> **Complete the following**:
1. List every molecule that the text on NSAID pharmacology says is formed from arachidonic acid through the action of lipo-oxygenase or cyclo-oxygenase.
2. According to the text on NSAID pharmacology, in which two body systems is COX1 especially important?
3. Write a continuation of the text on NSAID pharmacology, beginning after its final sentence.

> **Document excerpt**:
.....

The principal pharmacological characteristics of NSAIDs involve the inhibition of cyclo-oxygenase (COX) synthesis, which is the key enzyme in the conversion of arachidonic acid to prostaglandins during the course of inflammation. When tissue damage occurs, the loss of cell membrane integrity causes the release of membrane phospholipids, which, through the action of phospholipases (primarily phospholipase A2), are converted to arachidonic acid (AA), which is primarily responsible for the inflammatory cascade. Through the action of lipo-oxygenase (LOX) and cyclo-oxygenase, the following are formed from AA: leukotrienes (LT) on the one hand and prostaglandins (PG) and thromboxanes (TX) on the other. These molecules do not cause the nociceptive signal directly, but they are responsible for sensitization both in peripheral nerves and in the spinal cord. Prostaglandins act as mediators of inflammation, with a basic role in the amplification of the nociceptive signal and afferent transmission to the spinal cord.
The final outcome of the conversion pathway of AA through LOX is the formation of leukotrienes (LT) and lipoxins (LX). These play an important role in inflammation and pain, but also in other physiological situations (chemotaxis, allergies, biosynthesis of endogenous steroids, inhibition of apoptosis, modulation of vascular tone, glomerular dynamics etc.).
COX is the principal enzyme in the first two stages of synthesis from AA to the formation of prostaglandin G2 (PGG2), which in addition is the substrate on which various isomerases and synthetases act to produce prostanoids, each of which has different functions in the body, some of them linked to the tissue damage that caused the release of AA, and others associated with the physiological homeostasis of the body. Three isoforms of COX are currently recognized with different functions in the body and with regard to the effect of NSAIDs on them.
COX1 is also known as constitutive cyclo-oxygenase. It is expressed in nearly all tissues and is responsible for the production of PG, with a regulatory role in homeostasis in physiological conditions. It is especially important in the renal and coagulation systems.

.....

> **Provided data**:
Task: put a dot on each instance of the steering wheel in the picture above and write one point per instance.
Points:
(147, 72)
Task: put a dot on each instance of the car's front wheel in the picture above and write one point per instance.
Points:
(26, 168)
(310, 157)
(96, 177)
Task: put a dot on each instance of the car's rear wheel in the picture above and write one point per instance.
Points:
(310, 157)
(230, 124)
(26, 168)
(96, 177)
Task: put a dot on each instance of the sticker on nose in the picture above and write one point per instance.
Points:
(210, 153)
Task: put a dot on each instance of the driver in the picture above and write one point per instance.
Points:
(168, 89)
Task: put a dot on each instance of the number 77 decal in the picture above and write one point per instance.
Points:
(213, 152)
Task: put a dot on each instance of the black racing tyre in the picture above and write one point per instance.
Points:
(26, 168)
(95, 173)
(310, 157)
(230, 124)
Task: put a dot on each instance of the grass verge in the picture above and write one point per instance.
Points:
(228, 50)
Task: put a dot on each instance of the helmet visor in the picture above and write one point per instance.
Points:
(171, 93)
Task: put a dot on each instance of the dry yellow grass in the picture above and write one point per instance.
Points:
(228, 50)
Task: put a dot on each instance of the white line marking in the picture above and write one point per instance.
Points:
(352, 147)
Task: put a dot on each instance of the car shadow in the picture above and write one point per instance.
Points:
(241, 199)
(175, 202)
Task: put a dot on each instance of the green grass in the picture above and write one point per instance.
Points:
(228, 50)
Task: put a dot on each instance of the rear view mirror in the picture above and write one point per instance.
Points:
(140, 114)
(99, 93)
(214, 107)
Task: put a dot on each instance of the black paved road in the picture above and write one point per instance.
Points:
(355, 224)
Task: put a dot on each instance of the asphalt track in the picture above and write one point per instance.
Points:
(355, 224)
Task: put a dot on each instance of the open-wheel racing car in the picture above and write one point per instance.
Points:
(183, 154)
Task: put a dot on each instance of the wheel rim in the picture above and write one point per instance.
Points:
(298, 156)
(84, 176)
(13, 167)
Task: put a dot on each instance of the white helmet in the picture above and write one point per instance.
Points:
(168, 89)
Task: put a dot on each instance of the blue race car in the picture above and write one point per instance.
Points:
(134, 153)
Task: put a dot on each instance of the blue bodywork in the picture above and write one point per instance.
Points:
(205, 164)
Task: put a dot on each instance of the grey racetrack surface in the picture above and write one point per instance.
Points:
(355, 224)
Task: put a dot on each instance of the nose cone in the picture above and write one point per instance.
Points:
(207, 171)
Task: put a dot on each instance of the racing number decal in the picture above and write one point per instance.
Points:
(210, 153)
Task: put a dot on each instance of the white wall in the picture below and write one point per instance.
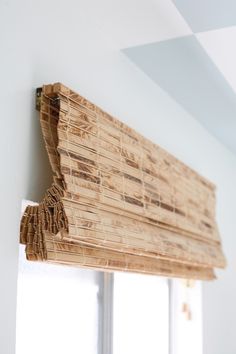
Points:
(49, 41)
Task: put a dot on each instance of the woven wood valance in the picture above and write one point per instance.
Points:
(118, 201)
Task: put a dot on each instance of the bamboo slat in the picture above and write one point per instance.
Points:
(118, 201)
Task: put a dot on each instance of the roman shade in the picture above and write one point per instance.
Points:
(118, 201)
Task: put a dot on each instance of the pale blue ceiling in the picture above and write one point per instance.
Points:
(205, 15)
(183, 69)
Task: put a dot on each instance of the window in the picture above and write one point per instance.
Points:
(70, 310)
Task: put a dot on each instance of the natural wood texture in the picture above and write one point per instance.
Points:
(118, 201)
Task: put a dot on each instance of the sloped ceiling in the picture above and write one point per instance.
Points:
(188, 48)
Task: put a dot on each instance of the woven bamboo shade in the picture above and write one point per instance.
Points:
(118, 201)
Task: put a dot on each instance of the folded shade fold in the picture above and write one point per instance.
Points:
(118, 201)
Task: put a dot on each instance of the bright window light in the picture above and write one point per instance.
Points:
(140, 314)
(57, 309)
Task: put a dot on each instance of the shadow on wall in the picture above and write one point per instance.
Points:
(40, 175)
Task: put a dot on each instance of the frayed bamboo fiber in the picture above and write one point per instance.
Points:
(118, 201)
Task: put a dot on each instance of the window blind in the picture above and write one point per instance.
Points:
(118, 201)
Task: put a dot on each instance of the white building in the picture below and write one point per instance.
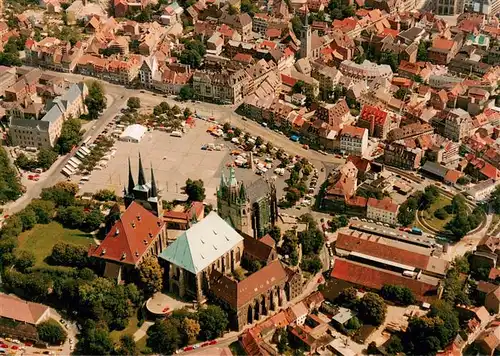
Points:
(482, 190)
(354, 140)
(133, 133)
(384, 210)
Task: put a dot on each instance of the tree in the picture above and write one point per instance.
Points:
(398, 294)
(96, 99)
(275, 233)
(192, 328)
(402, 94)
(394, 346)
(28, 218)
(45, 158)
(195, 190)
(94, 340)
(127, 345)
(151, 275)
(92, 220)
(52, 332)
(70, 135)
(134, 103)
(423, 49)
(391, 59)
(441, 214)
(24, 260)
(105, 195)
(186, 92)
(71, 217)
(213, 322)
(164, 337)
(66, 254)
(372, 309)
(191, 57)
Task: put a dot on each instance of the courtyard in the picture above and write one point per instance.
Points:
(174, 160)
(41, 239)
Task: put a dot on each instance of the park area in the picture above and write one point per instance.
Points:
(42, 238)
(434, 215)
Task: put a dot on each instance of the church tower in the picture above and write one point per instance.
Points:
(233, 204)
(305, 38)
(143, 193)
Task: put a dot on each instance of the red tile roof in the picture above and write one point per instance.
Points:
(378, 250)
(130, 237)
(385, 204)
(17, 309)
(375, 279)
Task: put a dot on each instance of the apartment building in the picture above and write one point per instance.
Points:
(384, 210)
(367, 70)
(221, 87)
(354, 140)
(44, 133)
(457, 124)
(398, 155)
(375, 120)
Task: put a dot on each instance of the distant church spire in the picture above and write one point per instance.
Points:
(154, 191)
(142, 178)
(131, 184)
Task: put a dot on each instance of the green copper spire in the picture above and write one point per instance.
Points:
(142, 178)
(131, 184)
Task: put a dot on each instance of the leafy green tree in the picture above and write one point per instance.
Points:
(70, 135)
(45, 158)
(52, 332)
(372, 309)
(164, 337)
(105, 195)
(96, 99)
(151, 275)
(28, 218)
(66, 254)
(195, 190)
(134, 103)
(128, 346)
(275, 233)
(186, 92)
(71, 217)
(24, 260)
(398, 294)
(213, 322)
(94, 340)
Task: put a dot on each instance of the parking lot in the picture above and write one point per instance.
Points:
(174, 160)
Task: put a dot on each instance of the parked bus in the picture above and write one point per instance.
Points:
(86, 141)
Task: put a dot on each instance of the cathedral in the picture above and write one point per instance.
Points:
(146, 194)
(252, 210)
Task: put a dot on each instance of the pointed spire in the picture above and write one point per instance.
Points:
(243, 193)
(142, 179)
(131, 184)
(232, 177)
(154, 191)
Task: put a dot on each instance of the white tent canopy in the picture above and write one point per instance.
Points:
(133, 133)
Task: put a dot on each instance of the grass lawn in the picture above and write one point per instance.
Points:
(130, 329)
(429, 217)
(42, 238)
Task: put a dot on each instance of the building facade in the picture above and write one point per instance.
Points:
(252, 210)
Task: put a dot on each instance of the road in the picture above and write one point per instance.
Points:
(53, 175)
(117, 98)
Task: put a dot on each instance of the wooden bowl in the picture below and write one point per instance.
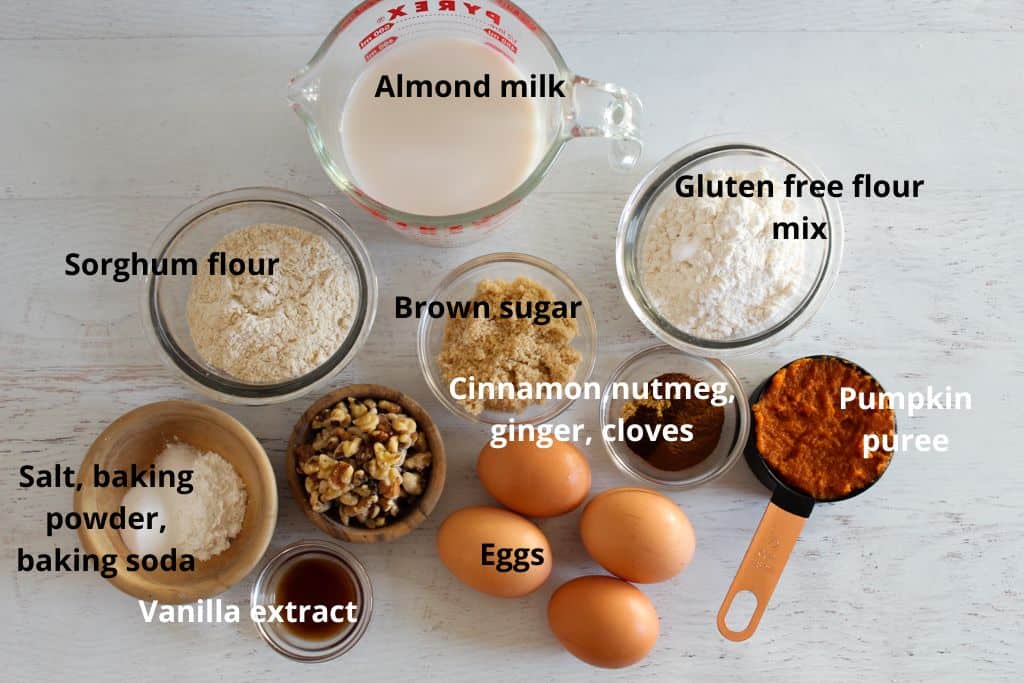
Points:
(302, 434)
(137, 437)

.....

> **Answers to each task**:
1.
- Leukotrienes (LT)
- Lipoxins (LX)
- Prostaglandins (PG)
- Thromboxanes (TX)

2. The renal and coagulation systems.

3.
COX2 also occurs physiologically in the body and the balance between the two isoforms is important in the regulation of physiological homeostasis. It is known as inducible cyclo-oxygenase and in situations of tissue damage, there is over-expression of COX2 in the area of inflammation, with high concentrations in inflammatory exudates, but high concentrations are also achieved in areas of nociceptive processing, such as the spinal cord. Which may be an explanation for its role in central sensitization and hyperalgesia, which are characteristics of pain associated with phenomena of inflammation.
It should be borne in mind that both isoforms are necessary in a healthy body and that an over-expression of both occurs in situations of inflammation and nociceptive stimulation. It has even been shown that the acute analgesic effect of NSAIDs is due to the blocking of COX2, but also to a large extent to the blocking of COX1. The development of drug products with very high specific inhibition of COX2 has been shown to have a poor safety profile. It is essential that there is a balance in the inhibition of the two isoenzymes.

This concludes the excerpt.